▶ **RECORDS FOR THE TASK**
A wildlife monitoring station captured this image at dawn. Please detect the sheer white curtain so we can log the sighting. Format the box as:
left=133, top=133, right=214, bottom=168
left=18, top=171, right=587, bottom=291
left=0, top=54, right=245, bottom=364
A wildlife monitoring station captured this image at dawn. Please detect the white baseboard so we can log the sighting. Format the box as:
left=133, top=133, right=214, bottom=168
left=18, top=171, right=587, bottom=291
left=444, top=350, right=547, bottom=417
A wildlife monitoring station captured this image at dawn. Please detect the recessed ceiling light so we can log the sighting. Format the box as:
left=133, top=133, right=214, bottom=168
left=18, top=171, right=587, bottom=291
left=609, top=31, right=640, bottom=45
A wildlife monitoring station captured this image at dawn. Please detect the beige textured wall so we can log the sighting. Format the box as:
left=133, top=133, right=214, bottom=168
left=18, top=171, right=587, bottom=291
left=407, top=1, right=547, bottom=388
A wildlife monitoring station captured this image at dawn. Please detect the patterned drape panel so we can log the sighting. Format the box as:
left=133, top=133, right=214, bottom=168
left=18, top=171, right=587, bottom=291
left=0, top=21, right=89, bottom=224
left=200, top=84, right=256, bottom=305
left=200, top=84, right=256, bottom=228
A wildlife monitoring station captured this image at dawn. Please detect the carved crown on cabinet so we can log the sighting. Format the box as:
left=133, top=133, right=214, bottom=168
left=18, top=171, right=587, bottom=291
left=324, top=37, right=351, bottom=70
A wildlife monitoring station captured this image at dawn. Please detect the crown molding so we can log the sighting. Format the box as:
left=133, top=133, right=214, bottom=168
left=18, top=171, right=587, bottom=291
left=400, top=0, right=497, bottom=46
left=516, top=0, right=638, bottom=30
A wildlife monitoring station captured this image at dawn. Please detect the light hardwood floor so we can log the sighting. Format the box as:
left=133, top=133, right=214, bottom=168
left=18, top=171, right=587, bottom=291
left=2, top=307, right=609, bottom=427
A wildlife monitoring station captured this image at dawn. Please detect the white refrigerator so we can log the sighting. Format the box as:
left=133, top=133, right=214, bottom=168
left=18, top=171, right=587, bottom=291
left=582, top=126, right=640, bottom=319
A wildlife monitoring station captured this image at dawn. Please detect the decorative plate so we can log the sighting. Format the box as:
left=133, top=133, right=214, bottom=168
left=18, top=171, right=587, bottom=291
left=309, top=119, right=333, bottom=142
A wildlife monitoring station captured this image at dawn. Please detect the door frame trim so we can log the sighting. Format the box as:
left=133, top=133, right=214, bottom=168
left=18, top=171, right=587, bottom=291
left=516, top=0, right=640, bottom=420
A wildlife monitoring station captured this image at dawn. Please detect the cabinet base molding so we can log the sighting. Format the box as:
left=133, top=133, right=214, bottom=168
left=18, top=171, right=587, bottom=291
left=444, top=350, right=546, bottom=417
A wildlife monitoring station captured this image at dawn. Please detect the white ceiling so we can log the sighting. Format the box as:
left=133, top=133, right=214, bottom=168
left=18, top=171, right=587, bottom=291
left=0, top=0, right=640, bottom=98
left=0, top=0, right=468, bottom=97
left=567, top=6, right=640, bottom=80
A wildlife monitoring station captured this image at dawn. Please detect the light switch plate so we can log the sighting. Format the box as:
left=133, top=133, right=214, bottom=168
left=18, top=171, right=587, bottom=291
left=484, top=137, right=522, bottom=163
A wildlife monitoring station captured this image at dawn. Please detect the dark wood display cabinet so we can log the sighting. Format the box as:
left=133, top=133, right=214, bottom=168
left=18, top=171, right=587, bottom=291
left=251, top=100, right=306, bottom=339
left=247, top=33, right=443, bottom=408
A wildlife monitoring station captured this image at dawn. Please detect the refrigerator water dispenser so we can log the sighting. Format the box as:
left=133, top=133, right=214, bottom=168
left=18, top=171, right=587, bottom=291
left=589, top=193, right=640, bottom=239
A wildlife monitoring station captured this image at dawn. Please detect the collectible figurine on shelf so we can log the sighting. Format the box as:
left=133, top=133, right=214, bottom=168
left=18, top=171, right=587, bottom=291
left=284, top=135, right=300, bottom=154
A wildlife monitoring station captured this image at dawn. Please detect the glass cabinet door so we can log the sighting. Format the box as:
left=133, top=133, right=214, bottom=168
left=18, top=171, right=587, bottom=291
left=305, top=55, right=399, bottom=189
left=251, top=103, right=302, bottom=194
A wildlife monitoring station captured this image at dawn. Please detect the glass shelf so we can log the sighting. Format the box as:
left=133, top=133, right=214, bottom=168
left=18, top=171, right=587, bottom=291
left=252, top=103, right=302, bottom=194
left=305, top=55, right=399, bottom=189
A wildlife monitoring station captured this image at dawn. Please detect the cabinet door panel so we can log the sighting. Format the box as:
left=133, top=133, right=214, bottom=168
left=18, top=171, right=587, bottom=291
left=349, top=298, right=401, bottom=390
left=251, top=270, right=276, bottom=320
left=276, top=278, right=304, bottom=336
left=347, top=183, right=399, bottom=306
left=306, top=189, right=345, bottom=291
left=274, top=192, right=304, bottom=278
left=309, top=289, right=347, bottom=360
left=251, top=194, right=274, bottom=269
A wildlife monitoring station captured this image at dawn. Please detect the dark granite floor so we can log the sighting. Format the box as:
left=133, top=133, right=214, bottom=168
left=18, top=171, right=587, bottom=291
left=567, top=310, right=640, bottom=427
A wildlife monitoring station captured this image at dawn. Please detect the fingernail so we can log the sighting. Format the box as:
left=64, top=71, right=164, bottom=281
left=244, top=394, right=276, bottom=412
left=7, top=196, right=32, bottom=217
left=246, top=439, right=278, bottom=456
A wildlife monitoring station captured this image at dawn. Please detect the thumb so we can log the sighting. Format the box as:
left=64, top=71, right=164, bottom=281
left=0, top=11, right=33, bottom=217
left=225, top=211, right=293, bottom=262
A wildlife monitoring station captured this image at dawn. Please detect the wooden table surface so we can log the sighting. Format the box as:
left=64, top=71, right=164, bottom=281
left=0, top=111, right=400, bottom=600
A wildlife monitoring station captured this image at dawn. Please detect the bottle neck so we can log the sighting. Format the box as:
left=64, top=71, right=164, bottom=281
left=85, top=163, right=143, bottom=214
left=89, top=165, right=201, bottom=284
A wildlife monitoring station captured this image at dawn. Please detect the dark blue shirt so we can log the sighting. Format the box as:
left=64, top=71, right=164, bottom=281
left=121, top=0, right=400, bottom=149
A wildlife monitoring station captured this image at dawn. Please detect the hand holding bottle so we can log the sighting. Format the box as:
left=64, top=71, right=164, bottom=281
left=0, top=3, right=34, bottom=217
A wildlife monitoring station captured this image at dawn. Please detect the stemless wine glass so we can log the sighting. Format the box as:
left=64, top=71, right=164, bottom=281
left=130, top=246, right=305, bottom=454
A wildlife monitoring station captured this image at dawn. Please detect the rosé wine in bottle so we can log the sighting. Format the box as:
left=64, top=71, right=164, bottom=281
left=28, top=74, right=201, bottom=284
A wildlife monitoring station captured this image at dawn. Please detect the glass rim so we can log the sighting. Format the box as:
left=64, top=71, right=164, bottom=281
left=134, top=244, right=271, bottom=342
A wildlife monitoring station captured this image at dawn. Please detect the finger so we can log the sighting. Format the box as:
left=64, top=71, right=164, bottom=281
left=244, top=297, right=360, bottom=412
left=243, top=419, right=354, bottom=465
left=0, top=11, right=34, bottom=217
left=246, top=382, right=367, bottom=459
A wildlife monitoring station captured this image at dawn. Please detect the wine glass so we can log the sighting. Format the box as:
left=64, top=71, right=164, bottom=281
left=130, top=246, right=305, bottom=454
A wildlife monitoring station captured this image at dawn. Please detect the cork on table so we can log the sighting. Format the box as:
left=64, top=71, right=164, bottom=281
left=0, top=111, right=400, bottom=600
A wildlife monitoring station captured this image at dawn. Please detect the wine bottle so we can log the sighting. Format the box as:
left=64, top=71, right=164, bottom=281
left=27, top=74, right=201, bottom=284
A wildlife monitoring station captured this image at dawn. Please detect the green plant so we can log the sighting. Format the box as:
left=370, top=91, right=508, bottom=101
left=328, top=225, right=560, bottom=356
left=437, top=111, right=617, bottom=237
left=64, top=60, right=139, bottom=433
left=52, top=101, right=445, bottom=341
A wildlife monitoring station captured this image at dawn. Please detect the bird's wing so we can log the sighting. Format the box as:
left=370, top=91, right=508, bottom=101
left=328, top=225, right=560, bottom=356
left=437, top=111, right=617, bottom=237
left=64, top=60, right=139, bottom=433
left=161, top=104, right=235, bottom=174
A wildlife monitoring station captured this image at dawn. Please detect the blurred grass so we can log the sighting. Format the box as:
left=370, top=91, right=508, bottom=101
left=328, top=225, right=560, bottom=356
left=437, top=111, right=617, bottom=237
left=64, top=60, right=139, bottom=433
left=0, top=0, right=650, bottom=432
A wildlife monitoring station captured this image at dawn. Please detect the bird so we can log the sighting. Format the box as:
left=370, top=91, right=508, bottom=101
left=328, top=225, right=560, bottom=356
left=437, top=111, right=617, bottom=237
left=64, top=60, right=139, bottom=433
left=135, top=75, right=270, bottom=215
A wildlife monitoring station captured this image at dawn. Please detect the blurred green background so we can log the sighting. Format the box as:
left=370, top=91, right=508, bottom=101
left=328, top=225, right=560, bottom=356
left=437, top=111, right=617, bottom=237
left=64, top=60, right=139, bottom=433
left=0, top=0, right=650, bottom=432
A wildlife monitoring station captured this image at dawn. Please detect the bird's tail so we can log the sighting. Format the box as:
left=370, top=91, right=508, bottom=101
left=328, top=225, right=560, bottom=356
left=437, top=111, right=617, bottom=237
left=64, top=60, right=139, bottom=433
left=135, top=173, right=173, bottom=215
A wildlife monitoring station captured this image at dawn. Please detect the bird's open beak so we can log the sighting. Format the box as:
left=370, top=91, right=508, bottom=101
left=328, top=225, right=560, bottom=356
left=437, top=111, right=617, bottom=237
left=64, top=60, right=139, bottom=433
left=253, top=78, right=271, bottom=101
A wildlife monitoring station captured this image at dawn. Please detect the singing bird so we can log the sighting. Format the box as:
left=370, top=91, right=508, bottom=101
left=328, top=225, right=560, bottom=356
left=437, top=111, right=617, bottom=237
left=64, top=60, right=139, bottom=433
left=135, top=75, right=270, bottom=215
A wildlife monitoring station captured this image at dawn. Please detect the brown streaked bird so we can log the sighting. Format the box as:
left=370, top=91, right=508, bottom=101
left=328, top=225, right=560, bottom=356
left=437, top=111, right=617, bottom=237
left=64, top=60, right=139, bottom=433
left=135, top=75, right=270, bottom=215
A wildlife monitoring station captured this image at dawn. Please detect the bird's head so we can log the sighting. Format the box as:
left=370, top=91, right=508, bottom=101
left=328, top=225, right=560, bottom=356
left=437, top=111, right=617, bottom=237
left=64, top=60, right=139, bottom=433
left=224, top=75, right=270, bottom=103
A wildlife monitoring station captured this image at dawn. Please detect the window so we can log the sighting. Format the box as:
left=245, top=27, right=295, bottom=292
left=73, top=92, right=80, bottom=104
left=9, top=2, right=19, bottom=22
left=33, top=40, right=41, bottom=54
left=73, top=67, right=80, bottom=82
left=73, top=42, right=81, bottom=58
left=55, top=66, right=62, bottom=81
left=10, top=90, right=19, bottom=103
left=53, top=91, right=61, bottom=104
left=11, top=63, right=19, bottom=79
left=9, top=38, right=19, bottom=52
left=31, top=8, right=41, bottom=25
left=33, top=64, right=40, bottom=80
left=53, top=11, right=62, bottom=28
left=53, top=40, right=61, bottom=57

▶ **REQUEST**
Rewrite the part of the material that opens with the line containing "detect the recessed" and closes with the line containing "left=309, top=119, right=333, bottom=142", putting "observation" in place of every "sighting" and changing nothing else.

▶ **ANSWER FOR THE TASK**
A wildlife monitoring station captured this image at dawn. Please detect the recessed ceiling light so we can log the observation. Format the box as:
left=133, top=133, right=214, bottom=168
left=18, top=171, right=587, bottom=291
left=609, top=31, right=640, bottom=45
A wildlife monitoring station captured this image at dawn. Please detect the beige textured wall so we can log the observation. Format the box as:
left=133, top=133, right=214, bottom=168
left=18, top=171, right=587, bottom=291
left=407, top=1, right=547, bottom=388
A wildlife monitoring station captured this image at dawn. Please detect the patterned drape panel so we can log the observation. Format the box as:
left=133, top=133, right=214, bottom=168
left=18, top=171, right=587, bottom=291
left=0, top=21, right=89, bottom=224
left=200, top=84, right=256, bottom=305
left=200, top=84, right=256, bottom=228
A wildlife monitoring station captured this image at dawn. Please detect the carved crown on cabinet so we can log the observation. Format the box as:
left=133, top=133, right=214, bottom=168
left=18, top=171, right=587, bottom=291
left=324, top=37, right=351, bottom=70
A wildlife monitoring station captured this image at dawn. Please detect the crown molding so we can log the observation. Format the box as:
left=133, top=133, right=214, bottom=168
left=18, top=171, right=587, bottom=291
left=400, top=0, right=497, bottom=46
left=516, top=0, right=638, bottom=30
A wildlife monitoring station captured this image at dawn. Please detect the light hardwood floor so we can log the observation. Format the box as:
left=133, top=133, right=214, bottom=168
left=18, top=171, right=587, bottom=291
left=2, top=307, right=609, bottom=427
A wildlife monitoring station captured this image at dawn. Please detect the white refrigerator so we can log the observation. Format the box as:
left=133, top=133, right=214, bottom=168
left=18, top=171, right=587, bottom=291
left=582, top=126, right=640, bottom=319
A wildlife monitoring station captured this image at dawn. Please detect the decorative plate so we can log the observation. Format the box as:
left=133, top=133, right=214, bottom=168
left=18, top=171, right=587, bottom=291
left=309, top=119, right=333, bottom=142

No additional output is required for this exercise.